▸ Your objective
Rewrite every line of the records from their start through the line that contains "(1257, 411)", keeping all lines in place. Increase each coordinate in the answers by 96, and leave every other line unchanged.
— Begin Exercise inputs —
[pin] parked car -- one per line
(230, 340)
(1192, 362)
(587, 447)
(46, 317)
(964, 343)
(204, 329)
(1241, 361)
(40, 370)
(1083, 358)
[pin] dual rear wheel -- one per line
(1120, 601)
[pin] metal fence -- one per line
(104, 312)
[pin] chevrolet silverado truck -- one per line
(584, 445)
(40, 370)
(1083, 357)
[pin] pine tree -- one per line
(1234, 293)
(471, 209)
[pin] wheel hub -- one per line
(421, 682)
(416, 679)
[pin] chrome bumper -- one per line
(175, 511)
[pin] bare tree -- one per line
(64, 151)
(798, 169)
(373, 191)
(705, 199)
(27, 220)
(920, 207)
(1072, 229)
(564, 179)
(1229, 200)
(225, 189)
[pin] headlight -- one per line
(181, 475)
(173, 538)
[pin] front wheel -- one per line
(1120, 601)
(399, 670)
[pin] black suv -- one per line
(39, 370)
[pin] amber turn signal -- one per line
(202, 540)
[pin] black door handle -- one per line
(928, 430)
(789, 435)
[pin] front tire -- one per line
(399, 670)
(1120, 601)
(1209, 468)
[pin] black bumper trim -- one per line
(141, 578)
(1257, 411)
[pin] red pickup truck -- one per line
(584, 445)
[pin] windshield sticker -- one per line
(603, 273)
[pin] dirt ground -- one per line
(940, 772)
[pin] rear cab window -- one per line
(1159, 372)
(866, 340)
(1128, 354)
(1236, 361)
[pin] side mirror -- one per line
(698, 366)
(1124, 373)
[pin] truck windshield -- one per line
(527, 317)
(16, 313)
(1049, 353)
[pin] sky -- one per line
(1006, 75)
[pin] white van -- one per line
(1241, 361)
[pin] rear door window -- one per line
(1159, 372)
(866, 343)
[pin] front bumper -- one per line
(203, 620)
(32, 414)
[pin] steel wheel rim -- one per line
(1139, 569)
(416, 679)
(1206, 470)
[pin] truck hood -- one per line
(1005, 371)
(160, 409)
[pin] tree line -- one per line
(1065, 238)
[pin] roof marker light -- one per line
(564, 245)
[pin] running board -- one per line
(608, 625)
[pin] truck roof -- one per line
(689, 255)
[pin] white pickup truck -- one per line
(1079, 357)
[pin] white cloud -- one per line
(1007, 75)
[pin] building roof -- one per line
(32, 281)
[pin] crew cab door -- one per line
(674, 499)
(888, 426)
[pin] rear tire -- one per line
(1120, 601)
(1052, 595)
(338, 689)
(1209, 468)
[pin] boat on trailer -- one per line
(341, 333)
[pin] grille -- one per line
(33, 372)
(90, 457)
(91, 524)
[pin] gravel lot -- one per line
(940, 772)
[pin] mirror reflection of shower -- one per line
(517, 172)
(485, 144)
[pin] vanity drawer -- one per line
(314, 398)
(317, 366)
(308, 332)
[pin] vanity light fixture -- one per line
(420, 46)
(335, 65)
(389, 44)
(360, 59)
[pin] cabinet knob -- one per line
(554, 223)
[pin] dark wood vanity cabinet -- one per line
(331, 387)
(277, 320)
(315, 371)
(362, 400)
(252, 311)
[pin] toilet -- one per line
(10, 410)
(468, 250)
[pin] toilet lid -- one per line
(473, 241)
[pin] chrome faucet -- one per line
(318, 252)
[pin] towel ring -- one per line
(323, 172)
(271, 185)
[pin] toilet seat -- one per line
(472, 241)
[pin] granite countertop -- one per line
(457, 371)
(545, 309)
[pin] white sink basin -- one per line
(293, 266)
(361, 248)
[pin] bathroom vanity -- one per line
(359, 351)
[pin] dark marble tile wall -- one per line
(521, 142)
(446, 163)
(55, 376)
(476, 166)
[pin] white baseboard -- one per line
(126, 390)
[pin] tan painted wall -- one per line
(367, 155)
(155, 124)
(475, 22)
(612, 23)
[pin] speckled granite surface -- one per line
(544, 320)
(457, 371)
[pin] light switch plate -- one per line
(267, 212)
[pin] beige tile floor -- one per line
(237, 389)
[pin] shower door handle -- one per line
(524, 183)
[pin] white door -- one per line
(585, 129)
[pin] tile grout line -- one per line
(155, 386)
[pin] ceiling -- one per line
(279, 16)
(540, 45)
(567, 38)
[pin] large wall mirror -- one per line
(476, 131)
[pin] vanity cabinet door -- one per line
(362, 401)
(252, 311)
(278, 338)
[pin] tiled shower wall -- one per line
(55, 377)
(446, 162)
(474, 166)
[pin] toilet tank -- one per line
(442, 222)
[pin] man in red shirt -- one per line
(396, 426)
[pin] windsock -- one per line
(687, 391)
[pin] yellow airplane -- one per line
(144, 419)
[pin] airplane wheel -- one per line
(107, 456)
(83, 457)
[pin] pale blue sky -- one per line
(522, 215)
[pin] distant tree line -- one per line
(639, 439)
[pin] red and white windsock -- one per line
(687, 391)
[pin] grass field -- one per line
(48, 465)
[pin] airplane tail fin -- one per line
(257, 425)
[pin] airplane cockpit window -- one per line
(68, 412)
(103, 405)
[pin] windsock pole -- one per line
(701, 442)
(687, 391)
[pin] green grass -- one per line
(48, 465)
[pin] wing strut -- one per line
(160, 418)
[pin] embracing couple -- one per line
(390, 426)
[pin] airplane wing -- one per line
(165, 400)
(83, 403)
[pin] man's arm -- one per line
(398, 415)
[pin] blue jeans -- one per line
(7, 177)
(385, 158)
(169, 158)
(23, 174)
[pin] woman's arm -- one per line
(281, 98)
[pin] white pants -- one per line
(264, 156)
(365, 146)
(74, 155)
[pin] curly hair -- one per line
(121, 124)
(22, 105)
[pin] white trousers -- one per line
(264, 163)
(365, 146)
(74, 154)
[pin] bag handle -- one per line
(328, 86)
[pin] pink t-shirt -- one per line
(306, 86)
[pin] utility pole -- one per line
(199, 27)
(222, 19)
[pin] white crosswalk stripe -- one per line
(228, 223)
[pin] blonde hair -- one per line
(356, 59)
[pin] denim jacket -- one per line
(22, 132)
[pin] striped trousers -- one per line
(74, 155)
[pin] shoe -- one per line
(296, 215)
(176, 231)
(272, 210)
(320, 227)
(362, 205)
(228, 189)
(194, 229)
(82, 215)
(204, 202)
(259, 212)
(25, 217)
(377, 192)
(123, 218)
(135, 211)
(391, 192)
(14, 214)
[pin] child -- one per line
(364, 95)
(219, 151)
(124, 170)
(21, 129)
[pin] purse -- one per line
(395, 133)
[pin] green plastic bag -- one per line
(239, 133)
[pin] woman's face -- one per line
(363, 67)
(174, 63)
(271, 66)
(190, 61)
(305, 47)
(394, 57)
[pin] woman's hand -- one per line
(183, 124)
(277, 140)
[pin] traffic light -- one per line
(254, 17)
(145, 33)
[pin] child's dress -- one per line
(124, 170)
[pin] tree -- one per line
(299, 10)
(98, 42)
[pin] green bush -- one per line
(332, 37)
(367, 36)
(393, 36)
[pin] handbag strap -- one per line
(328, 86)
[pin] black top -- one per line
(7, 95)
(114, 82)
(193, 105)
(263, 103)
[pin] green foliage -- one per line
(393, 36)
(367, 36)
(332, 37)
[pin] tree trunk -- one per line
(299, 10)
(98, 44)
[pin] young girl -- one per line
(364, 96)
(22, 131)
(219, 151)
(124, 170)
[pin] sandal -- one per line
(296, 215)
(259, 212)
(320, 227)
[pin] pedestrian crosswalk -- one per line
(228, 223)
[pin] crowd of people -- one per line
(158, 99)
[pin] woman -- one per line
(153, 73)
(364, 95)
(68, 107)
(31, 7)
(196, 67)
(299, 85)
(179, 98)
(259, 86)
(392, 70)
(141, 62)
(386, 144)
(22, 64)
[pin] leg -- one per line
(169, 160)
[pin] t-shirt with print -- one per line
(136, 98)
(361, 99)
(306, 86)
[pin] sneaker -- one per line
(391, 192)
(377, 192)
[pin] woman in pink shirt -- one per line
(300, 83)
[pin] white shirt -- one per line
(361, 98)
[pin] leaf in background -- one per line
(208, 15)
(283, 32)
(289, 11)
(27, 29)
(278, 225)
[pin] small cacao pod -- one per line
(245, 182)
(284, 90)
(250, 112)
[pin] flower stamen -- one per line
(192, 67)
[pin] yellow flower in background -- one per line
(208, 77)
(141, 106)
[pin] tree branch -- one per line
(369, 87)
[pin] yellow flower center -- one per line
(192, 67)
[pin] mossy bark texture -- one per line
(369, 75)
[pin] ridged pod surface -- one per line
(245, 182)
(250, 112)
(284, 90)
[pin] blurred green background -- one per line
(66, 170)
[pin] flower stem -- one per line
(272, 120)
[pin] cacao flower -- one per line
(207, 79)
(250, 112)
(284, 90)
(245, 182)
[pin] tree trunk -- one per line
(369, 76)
— End Exercise inputs —
▸ Result of the task
[pin] parked car -- one per line
(326, 436)
(1288, 458)
(683, 543)
(142, 413)
(1060, 439)
(300, 425)
(1337, 457)
(136, 466)
(1179, 454)
[pin] dual rear wheel -- one per line
(1216, 697)
[pin] metal fence -- one per line
(200, 408)
[pin] chevrolet silverado truck -- one per line
(680, 541)
(136, 466)
(1179, 453)
[pin] pine tree -- one per line
(1330, 389)
(567, 305)
[pin] wheel hub -- one per line
(517, 778)
(512, 775)
[pin] chrome bumper -- one per line
(271, 607)
[pin] bare tree -- one per line
(160, 247)
(894, 265)
(469, 287)
(801, 295)
(123, 316)
(1016, 303)
(1168, 325)
(660, 275)
(1325, 296)
(321, 285)
[pin] headlight -- one per line
(277, 571)
(269, 634)
[pin] front wheel -- one per line
(1216, 697)
(495, 766)
[pin] black suv -- one per line
(135, 466)
[pin] amber turn signal -- one per line
(298, 636)
[pin] black door handle -- one per line
(1024, 526)
(885, 531)
[pin] front tire -- one per line
(495, 766)
(1216, 697)
(1305, 564)
[pin] black bumper trim -- one per line
(237, 674)
(1353, 507)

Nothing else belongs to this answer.